═════ RECORDS FOR THIS EXERCISE

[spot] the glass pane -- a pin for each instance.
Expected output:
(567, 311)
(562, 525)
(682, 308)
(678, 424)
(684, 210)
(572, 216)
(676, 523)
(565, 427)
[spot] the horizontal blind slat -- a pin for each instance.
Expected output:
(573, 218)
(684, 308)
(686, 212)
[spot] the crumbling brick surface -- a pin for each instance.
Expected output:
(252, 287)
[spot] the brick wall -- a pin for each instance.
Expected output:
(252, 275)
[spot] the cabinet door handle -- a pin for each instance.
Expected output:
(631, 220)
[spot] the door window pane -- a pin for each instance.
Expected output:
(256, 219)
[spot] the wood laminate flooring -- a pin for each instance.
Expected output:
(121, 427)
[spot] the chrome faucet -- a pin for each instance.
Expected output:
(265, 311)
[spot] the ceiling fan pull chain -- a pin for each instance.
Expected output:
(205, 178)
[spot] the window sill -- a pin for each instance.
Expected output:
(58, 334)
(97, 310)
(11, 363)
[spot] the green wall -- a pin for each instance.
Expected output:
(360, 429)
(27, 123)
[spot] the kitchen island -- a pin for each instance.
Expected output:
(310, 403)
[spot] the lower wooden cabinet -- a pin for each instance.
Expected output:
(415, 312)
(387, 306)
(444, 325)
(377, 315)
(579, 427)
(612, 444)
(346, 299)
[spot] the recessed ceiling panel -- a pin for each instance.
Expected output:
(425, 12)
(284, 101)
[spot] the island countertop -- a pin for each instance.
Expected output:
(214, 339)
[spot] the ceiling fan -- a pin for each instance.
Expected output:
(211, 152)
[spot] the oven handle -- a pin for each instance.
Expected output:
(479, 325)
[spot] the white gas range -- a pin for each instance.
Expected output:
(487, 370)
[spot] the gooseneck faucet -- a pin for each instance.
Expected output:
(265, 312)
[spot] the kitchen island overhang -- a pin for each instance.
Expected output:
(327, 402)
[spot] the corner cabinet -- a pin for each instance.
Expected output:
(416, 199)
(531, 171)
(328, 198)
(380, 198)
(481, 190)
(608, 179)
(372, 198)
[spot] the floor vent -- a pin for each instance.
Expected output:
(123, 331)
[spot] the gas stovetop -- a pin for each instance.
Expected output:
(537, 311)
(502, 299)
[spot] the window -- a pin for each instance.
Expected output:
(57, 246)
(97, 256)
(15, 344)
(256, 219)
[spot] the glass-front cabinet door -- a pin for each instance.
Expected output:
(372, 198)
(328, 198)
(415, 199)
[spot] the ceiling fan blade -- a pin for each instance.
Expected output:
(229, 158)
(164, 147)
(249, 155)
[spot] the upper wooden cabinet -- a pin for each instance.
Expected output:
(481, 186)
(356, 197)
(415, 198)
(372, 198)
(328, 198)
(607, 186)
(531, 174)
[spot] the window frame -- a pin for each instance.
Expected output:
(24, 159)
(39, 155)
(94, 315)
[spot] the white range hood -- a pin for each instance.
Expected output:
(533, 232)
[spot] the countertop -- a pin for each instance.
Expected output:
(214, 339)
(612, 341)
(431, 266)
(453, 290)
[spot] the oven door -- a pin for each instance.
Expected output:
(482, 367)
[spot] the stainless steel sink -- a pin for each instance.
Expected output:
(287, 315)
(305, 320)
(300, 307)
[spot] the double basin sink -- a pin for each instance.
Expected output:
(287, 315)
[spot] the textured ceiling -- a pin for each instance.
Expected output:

══════════

(SET PROBLEM) Rewrite the stretch from the line containing "[spot] the oven door" through the end of the entries, putting "Pins" wherever "Expected output" stands and leaving everything else untouched. Return only those lines.

(EXERCISE RESPONSE)
[spot] the oven door -- a pin for each instance.
Pins:
(482, 367)
[spot] the stainless steel sink -- a pin for each instance.
Pins:
(287, 315)
(305, 320)
(300, 307)
[spot] the double basin sink -- a pin for each instance.
Pins:
(287, 315)
[spot] the textured ceiling -- a pin for each instance.
Pins:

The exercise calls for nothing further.